Challenge »
Return the listing below verbatim. Pictures do not belong in the copy.

<<<<

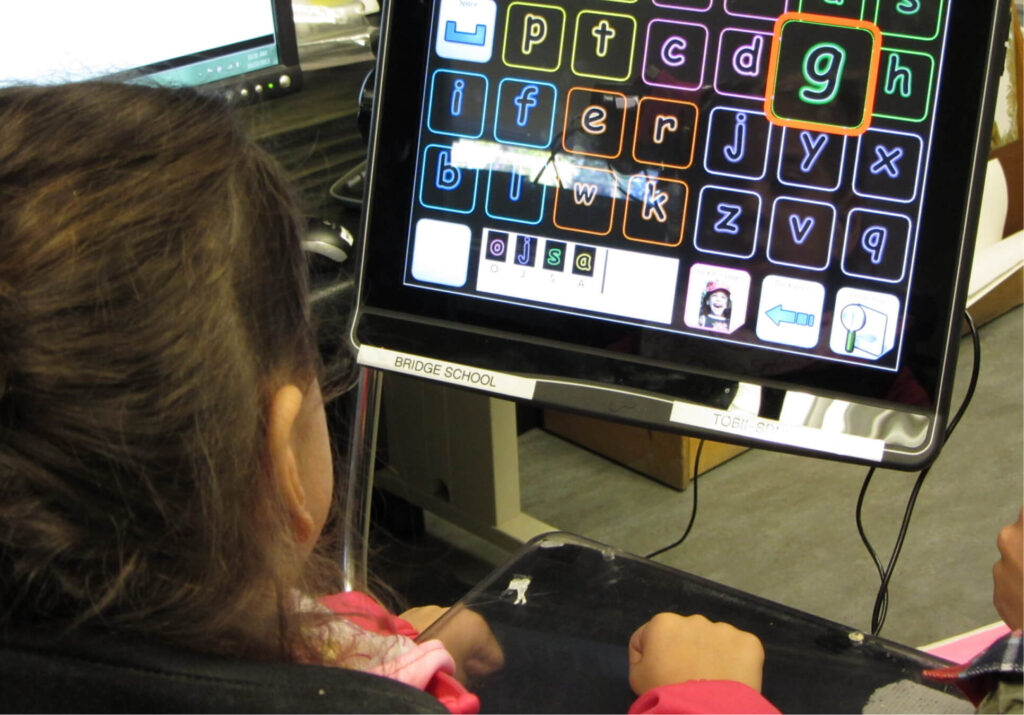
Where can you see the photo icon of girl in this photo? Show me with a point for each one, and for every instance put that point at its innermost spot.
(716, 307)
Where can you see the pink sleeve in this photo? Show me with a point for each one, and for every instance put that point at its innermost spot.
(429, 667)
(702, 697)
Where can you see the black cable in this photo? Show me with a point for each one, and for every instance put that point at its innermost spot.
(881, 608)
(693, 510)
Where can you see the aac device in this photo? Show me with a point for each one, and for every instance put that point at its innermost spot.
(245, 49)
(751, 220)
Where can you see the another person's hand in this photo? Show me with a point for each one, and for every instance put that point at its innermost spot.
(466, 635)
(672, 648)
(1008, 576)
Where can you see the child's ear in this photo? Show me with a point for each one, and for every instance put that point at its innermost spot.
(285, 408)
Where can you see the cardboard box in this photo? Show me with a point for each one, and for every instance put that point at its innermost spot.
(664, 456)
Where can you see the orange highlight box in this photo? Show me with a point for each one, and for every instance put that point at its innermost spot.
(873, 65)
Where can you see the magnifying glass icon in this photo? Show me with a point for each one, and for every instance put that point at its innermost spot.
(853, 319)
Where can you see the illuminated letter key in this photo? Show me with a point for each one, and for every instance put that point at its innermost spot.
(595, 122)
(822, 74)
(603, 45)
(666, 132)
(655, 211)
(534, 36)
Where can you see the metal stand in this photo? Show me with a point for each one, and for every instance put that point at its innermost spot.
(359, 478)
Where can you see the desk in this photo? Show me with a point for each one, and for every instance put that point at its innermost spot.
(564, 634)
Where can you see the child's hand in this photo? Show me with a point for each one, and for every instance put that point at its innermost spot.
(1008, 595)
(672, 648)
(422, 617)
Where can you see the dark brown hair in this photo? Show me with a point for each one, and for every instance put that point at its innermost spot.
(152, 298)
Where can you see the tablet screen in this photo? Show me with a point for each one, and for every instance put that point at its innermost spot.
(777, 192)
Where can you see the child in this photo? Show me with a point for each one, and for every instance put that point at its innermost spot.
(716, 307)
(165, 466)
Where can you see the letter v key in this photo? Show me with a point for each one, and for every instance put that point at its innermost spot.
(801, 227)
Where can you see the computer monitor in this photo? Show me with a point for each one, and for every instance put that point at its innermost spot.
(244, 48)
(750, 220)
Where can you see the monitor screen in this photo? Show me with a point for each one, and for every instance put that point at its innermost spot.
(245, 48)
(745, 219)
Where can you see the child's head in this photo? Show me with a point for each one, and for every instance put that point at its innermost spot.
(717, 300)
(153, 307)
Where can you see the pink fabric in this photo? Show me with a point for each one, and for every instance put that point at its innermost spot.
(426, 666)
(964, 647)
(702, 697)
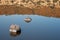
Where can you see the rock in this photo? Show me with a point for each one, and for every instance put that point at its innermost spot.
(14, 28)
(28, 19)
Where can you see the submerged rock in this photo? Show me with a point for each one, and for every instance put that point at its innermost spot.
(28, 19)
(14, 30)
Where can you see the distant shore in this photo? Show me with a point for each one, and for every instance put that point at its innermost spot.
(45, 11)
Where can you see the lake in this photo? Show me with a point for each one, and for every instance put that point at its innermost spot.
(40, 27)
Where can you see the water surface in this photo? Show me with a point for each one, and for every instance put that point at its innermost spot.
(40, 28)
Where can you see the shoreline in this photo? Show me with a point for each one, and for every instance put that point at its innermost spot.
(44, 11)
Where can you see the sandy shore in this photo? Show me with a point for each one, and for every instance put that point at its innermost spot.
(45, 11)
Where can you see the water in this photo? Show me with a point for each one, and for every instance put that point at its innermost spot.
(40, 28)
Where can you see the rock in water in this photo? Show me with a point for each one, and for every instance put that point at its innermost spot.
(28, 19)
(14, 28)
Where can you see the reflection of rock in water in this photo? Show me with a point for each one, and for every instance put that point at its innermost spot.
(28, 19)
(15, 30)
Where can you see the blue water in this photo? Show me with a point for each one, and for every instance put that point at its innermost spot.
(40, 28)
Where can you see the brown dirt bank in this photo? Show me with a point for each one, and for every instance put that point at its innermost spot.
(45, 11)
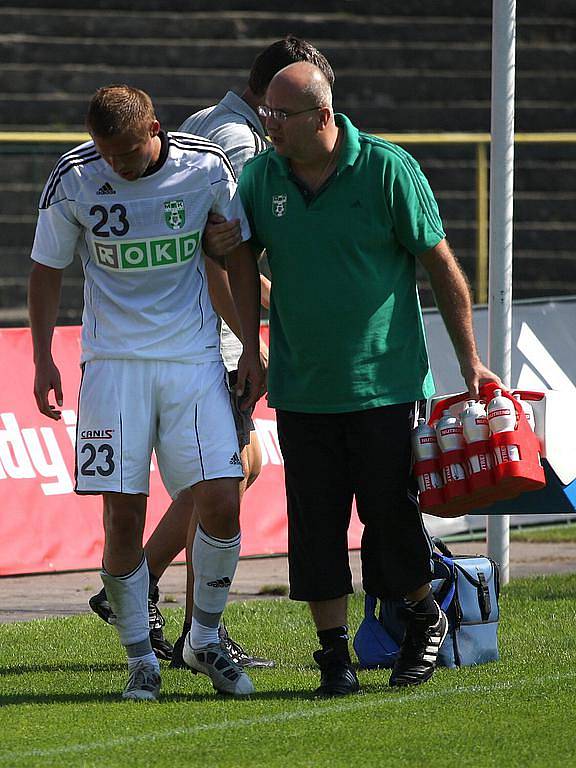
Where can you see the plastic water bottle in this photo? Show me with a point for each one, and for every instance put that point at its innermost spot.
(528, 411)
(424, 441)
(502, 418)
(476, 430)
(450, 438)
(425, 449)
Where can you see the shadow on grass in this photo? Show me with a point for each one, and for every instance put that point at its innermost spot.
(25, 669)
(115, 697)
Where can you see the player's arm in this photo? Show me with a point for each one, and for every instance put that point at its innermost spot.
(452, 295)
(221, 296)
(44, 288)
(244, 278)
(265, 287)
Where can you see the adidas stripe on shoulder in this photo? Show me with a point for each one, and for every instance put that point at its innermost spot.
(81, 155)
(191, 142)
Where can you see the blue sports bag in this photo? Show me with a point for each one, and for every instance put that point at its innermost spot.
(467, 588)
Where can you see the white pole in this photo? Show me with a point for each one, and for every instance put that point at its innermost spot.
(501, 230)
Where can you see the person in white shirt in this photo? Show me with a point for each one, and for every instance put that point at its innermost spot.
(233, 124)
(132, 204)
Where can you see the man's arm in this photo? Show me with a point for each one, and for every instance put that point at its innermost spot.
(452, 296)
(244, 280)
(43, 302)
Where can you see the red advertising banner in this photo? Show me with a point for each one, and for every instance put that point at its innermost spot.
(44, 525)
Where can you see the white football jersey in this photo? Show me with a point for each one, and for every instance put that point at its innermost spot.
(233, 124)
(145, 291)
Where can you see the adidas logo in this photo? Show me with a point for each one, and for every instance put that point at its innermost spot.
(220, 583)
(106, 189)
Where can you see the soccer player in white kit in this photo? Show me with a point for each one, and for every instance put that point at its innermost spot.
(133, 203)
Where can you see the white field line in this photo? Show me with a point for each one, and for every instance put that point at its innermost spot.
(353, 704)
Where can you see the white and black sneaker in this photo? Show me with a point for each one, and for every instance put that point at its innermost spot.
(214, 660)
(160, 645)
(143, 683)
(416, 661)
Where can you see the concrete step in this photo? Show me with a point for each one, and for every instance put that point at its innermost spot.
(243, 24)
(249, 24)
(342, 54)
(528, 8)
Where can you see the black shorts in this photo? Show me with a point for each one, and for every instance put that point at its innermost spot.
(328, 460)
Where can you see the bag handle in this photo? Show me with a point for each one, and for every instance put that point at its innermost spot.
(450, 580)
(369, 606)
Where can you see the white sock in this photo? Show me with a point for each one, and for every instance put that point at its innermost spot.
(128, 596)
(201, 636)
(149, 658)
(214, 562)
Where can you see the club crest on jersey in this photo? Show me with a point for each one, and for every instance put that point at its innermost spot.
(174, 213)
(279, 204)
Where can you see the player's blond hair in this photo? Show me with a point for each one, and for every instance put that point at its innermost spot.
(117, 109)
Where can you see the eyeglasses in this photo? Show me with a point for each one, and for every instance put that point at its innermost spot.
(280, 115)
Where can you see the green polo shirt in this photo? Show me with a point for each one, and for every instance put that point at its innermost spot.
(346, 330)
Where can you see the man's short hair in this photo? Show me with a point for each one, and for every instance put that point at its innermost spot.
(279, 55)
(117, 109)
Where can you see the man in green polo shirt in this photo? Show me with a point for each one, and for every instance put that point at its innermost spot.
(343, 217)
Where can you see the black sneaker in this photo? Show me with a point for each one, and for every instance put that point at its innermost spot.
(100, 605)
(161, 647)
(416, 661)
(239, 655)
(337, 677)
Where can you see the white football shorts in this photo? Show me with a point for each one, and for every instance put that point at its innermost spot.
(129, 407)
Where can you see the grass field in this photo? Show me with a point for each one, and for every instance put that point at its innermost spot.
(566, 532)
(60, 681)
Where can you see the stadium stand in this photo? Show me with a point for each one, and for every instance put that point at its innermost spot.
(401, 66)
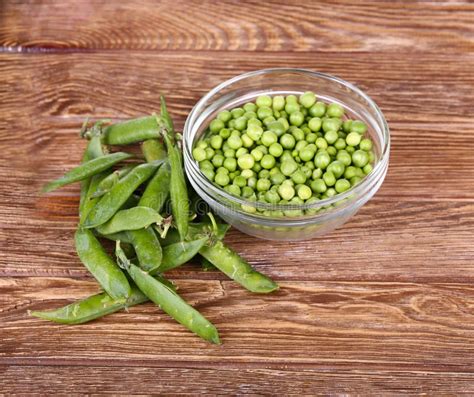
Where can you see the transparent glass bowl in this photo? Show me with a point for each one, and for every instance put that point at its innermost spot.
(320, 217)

>>>>

Answer to this exercise »
Where can you see the photo icon of girl in this photo? Show me with a point for each one, and for every instance put that point at its innermost spot.
(716, 307)
Where can you see the pink sleeve in this photo? Show me with a point for each one, and for every instance put that point at its innermost spot.
(429, 667)
(702, 697)
Where can you see the black cable in this photo? Show me with a point for each one, and for every instance put that point at its innermost spot.
(881, 608)
(693, 510)
Where can you see the aac device in this photo? Show me with a point for each one, and for every instance put that point at its innermost spot.
(245, 49)
(751, 220)
Where can you see the another person's hand in this photo? Show me with a point for each one, and for every instance put that point at its innermost spot.
(466, 635)
(672, 648)
(1008, 576)
Where can you see the child's ear in this photo? Show me with a point for each one, and for every instance put that point at its innermost spot.
(285, 408)
Where can you see the cardboard box in this photo? Show me with a point for each one, and for every instance put that point at its innermost spot.
(664, 456)
Where can you see the orange highlight box in this photo? Show me with a point for each one, and for every instance put that point at its innermost spot.
(873, 65)
Where can you see the magnifying glass icon in this photo? Show me with a point for each one, and for every instance put that point at its innermost spot.
(853, 319)
Where can you see the illuminated letter key in this photo? Show me with a point for each one, and for every instance put that point at its innermost spot.
(595, 122)
(822, 74)
(603, 45)
(666, 132)
(655, 211)
(534, 36)
Where can you see the metal stand in this photo? Show me with a point for each one, and for every instance put that point at its innermost spot.
(359, 478)
Where can you see the desk in this photo? Show me with a point for each one, and for every instance put that point at its innermost spot.
(564, 634)
Where can you see the child's hand in this photo? Show me with a point for each one, and for every instance put that point at its innermost spot.
(1008, 595)
(672, 648)
(422, 617)
Where can you see the dark brown hair in this photo? Show me with a point for each one, and for every instance put that point at its innermost spot.
(152, 298)
Where can you see the tablet screen in this photo? Show me with a point for each one, and for every instance put that point at its innermost spot.
(777, 192)
Where can you see the child in this photo? Show me with a point for each one, and for every instance put that point at its innermost spot.
(716, 307)
(165, 466)
Where can you see the letter v key in this photo? Show me with a point for each one, and for every instance put that point at its innermost spot.
(801, 227)
Where can you see the computer monitor in this photo? Show me with a point for each one, and for every instance put that point at its innermost spot.
(244, 48)
(750, 220)
Where can you see the monitor screen in this photo? Show me with a point for each one, and for every instance put that point at its innermost spot.
(245, 48)
(745, 219)
Where can you see the child's head in this photo? Show me with a point for each one, and for every instance put that point at its innermost spot.
(717, 300)
(153, 307)
Where can you see the pink fabric in this photo? Show me with a point for each one, and for every instance put that point at its innermost spot.
(426, 666)
(964, 647)
(702, 697)
Where can you see the rock in this photo? Show me with a point for each one, and for every instance put that point at its innermost spot.
(14, 28)
(28, 19)
Where can you see the submerged rock in this photo? Show me with a point for each one, and for every instance put that point at its innermost spot.
(28, 19)
(14, 30)
Where can you see the distant shore in this photo? Show me with a point for each one, and for every instance put that point at its innermost spot.
(45, 11)
Where can you see the lake in this photo? Show me with a point for each one, and for every instance put that point at its innermost spot.
(40, 27)
Where can you see the water surface in this photo? Show me with a point for each one, and for every instance put that point at its innermost spot.
(40, 28)
Where can you see the shoreline in this photo? Show me with a point for each one, and for every instance put that point at its innermost spot.
(44, 11)
Where can you see the sandy shore in this photo? Show me with a point for each one, and for every instance put that point at its innermost spot.
(45, 11)
Where can you see the water in this photo? Show me with a point for each one, and for every instance put that point at its innermost spot.
(40, 28)
Where can you see the rock in water in this photo? Show me with a point for each one, and for every instance put that point at its innermost spot.
(28, 19)
(14, 28)
Where can you see the reflection of rock in water in this photo? Show me with a point for each one, and for every instance put that point at its innermost spot.
(28, 19)
(15, 30)
Where can you see the blue water in this photo? Show me with a point for each one, and for every instance put that point at its innermost spot.
(40, 28)
Where can you see the brown dirt bank in this photo? Show me with a point for each one, and for every instance put that point at its innermost spot.
(45, 11)
Where can you see the plastic water bottle in this photo? Show me with a point for each one, and for every instance put that point at its innermost spot.
(528, 411)
(424, 441)
(502, 418)
(476, 430)
(450, 438)
(425, 449)
Where can you see the shadow on grass in this photo? Show me with a point for each one, and for every instance put that point at its innermost spot.
(25, 669)
(115, 697)
Where can you see the player's arm in this photo? Show me with a point for each one, and for every instance put that point at its innermost spot.
(452, 295)
(221, 296)
(44, 288)
(244, 278)
(265, 287)
Where can you see the adidas stripe on shoulder in this photo? Show me with a point for each one, and for every instance put that point at its innermost spot.
(81, 155)
(191, 142)
Where can you see the blue sports bag in this photo? Show me with a point for each one, and for every instance put that point at its innermost spot.
(467, 588)
Where can you see the white pole in this photo? Show me with a point for each one, and for every instance put that point at its innermost spot.
(501, 230)
Where can you see the person in white shirt in this photo? Show me with a point for each one, and for every instance put that point at its innermost spot.
(233, 124)
(132, 204)
Where can you see the man's arm in this photo? Show me with a point for each one, and for every instance put that point at its innermost spot.
(452, 296)
(244, 280)
(43, 302)
Where can you see the red advertising banner in this photo? Show me with a point for each one, and for every instance put that point at its innermost spot.
(44, 525)
Where can you see the white football jersey in this photo? Show me with a point for each one, and for every instance put that point at its innermost spot.
(233, 124)
(145, 291)
Where can you see the adidas logo in this photo? Show me with a point for each one, and for every instance put that point at its innermost spot.
(220, 583)
(106, 189)
Where can you see the soccer player in white kit in this photo? Show me with a point for each one, and for every instance put that point at its innermost spot.
(133, 203)
Where can you see the white field line in this photo? Show me with a point for each one, and for every instance put that point at its innermost spot.
(353, 704)
Where can you see the white and black sneaker in this photo? Show me with a point for each one, and for every instance put that point at its innermost spot.
(214, 660)
(160, 645)
(143, 683)
(416, 661)
Where can you see the concrete step in this photo? Show me with a point for each one, and for every instance put that point at its innermost spot.
(243, 24)
(249, 24)
(342, 54)
(528, 8)
Where can you see the black shorts in this photo? Show me with a point for each one, and for every instance put that point at its innermost spot.
(328, 460)
Where can you see the bag handle in this photo? Show me with a point for each one, and for every instance put that point at its innermost spot.
(450, 580)
(369, 606)
Where can you see the white sock in this photo? Show me with a point for each one, and for every instance put that point at its innermost spot.
(128, 596)
(201, 636)
(149, 658)
(214, 562)
Where can you see the club crest on jersey in this photo? Show me with a point for each one, and for every instance put that point at its innermost spot.
(174, 213)
(279, 204)
Where can you see the player's blond hair in this photo? Show me with a point for each one, and for every instance put that point at its innermost spot.
(117, 109)
Where can you see the eyeglasses in this photo? Show me with a point for each one, and for every instance put that point at its innermost spot.
(280, 115)
Where can you see the green polo shirt in this photo? Show me with a point for each one, and for every instance put that point at its innermost spot.
(346, 330)
Where can you see the man's short hair in this photo? Show me with a point for each one, and for every instance put that point at its innermost spot.
(279, 55)
(117, 109)
Where can you see the man in green polo shirt in this photo? Show me with a point for each one, and for every instance put that point at its innermost spot.
(343, 217)
Where can you see the black sneaker in this photo? Show me with a point for each one, and for every instance put that point at its innermost spot.
(100, 605)
(161, 647)
(416, 661)
(239, 655)
(337, 677)
Where can you see the white football shorts in this photo? Show me with a point for each one, and for every instance put that point at its innermost spot.
(129, 407)
Where can you see the grass field in this photo? Show me with a point for each one, and for every instance put that point at its innermost spot.
(566, 532)
(60, 681)
Where can you see the stadium stand in this photo? Show me with a point for each one, and for every instance put that point at its innermost spot.
(401, 66)
Where can you see the transparent glass bowl in this photo? Show me with a point for each one, and for every instance put that point at its innermost spot.
(320, 217)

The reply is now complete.